**WHAT IS NEEDED:** State how many of the lines below contain the word "green". Give the number alone.

**SUPPLIED RECORDS:**
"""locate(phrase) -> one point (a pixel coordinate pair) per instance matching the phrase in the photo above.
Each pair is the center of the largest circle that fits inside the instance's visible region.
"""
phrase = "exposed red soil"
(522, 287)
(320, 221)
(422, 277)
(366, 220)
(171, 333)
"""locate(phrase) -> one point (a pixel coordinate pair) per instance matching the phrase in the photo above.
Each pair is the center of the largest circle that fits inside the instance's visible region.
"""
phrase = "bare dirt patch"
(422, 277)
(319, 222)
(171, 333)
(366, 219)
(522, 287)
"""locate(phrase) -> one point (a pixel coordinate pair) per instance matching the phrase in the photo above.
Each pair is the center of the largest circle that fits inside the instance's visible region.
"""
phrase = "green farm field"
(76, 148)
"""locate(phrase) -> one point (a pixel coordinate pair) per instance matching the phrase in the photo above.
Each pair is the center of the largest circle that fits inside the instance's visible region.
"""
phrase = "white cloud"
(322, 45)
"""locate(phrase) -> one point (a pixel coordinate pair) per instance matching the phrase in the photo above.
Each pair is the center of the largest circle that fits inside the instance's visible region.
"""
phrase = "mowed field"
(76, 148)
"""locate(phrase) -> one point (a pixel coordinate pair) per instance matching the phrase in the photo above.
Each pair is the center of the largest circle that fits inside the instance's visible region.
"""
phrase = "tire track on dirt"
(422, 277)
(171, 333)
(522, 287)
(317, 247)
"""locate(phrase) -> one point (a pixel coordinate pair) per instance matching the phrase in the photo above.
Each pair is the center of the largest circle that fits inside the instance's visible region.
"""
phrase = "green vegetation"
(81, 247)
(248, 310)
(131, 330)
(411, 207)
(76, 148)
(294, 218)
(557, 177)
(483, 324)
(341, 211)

...

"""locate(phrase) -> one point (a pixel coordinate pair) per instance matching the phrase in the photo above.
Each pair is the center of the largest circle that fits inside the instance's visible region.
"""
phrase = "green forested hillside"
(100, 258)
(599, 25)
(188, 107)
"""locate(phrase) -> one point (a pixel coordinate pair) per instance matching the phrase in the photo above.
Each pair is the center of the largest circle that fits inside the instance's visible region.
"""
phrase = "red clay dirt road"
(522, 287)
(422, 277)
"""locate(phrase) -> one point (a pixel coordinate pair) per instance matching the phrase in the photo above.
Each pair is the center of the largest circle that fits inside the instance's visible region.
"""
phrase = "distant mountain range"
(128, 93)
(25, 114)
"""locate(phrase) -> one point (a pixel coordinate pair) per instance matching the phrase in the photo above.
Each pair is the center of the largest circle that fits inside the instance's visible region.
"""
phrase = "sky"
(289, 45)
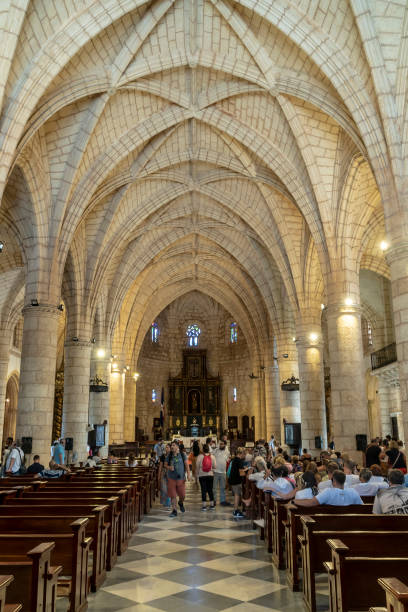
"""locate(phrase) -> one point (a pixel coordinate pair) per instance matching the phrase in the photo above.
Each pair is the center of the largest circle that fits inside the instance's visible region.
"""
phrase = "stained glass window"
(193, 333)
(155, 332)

==

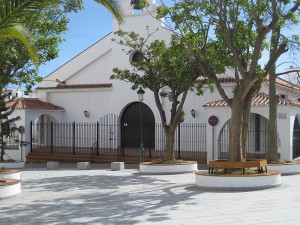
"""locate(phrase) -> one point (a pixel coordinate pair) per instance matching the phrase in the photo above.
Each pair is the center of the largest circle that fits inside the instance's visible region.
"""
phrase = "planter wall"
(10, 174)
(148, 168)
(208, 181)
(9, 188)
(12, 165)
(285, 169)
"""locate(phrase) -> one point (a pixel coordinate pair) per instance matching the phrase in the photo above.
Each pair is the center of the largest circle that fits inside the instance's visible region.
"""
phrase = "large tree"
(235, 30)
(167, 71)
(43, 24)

**SOLUTION:** 3